*YOUR TASK*.
Each line below should be written out again exactly.

_ _ _ _

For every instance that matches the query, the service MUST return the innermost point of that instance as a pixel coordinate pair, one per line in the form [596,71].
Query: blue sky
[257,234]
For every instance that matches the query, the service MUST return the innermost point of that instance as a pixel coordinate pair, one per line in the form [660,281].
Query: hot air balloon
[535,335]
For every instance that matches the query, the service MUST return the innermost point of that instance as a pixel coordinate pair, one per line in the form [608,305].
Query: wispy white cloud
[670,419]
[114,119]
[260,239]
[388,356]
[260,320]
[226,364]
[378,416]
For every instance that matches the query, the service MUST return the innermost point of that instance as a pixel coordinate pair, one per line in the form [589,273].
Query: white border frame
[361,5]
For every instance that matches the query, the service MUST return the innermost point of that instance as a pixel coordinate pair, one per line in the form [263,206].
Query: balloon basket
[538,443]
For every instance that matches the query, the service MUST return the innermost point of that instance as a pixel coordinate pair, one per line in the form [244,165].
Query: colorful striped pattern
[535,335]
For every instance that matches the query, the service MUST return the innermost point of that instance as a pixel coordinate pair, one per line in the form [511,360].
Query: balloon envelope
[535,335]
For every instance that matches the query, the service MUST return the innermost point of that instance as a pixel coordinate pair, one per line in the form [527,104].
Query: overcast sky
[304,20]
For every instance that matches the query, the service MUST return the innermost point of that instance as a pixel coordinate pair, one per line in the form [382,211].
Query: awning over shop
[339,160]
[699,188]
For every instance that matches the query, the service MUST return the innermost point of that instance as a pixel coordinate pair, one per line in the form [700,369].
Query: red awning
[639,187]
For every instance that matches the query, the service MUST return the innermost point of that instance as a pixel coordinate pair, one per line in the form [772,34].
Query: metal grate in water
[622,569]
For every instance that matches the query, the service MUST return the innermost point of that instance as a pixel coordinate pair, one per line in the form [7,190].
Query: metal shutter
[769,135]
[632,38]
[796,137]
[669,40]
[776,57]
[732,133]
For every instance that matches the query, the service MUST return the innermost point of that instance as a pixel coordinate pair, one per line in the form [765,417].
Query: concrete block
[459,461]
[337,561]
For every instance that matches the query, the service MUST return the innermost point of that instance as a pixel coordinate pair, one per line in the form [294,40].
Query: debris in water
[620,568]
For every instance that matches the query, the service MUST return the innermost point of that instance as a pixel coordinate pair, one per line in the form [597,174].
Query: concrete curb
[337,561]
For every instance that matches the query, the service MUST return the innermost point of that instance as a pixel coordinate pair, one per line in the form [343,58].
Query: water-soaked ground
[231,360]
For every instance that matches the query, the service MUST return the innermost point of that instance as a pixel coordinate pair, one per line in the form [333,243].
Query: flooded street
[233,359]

_ _ _ _

*SOLUTION FOR THIS PROBLEM*.
For every instance that matches the query, the service MUST return the innermost point of that instance as a pixel coordinate pair, one per line in the form [596,71].
Query: blue sky
[257,234]
For every instance that matches the query, the service MUST return the innermost point of that instance as a pixel coordinate pair, one per line in the form [660,281].
Query: hot air balloon
[535,335]
For every instance that matches the query, the service MUST return the innermost point of that instance as a pixel coordinate pair, one per line in the form [608,305].
Query: wispy white cloud
[670,419]
[114,119]
[260,239]
[388,356]
[260,320]
[226,364]
[378,416]
For every instance that matches the query, the service MUST return the innermost point of that instance as a pixel coordinate pair, one per line in the form [589,273].
Query: white border frame
[361,5]
For every instance that matches the query, the service MUST return the innermost point of that instance as a pixel coordinate pair, one per line in the form [263,206].
Query: balloon basket
[538,443]
For every instance that matches the query, the service MUST return the innermost point of that instance as a pixel coordinate pair, one per line in the form [244,165].
Query: colorful striped pattern
[535,335]
For every instance that matches the query, the service MUST return the innermost point of that instance as a pixel coordinate pair, one per line in the form [511,360].
Query: balloon envelope
[535,335]
For every instance that matches the query, the service MUST return the innermost point of that instance as a pixel coordinate pair, one per line in the form [527,104].
Query: overcast sky
[304,20]
For every instance that matches the query, the service MUST return the innermost point of that instance as a pixel coordinate pair, one per line in the form [382,211].
Query: awning over shop
[339,160]
[699,188]
For every instance that matches the query, the service MUST return the innermost point of that instance as a pixel coordinate pair, one per line in the form [700,369].
Query: red awning
[639,187]
For every instance that matches the query, the service MUST return the innermost point of that instance as a pixel coordinate pair, one per line in the form [772,34].
Query: metal grate in water
[622,569]
For every instance that matches the query, the service MUST return the innermost point of that instance as a pixel coordinate pair, one per line in the form [7,190].
Query: metal shutter
[769,135]
[632,38]
[796,137]
[669,40]
[776,57]
[732,133]
For every instance that matches the query, the service MUST return the innermost point of that instance as a pixel coordinate pair, one per line in the form [765,417].
Query: concrete block
[459,461]
[337,561]
For every instance that matches the query, the service MUST return the innermost point of that instance as a pixel coordinate pair, one per line in the form [294,40].
Query: debris in water
[620,568]
For every instance that matches the query, the service MUST return the innermost point of that instance as a pixel coordinate pair, one per line in the form [597,174].
Query: concrete curb
[337,561]
For every instance that matches the query, the service MUST return the innermost point of that instance as a pixel coordinate pair, one per line in the form [343,58].
Query: water-soaked ground
[231,360]
For every instance that matches the query, the service MUST return the innermost point of that instance as a pixel coordinate pair, one per line in the form [333,243].
Query: flooded street
[233,359]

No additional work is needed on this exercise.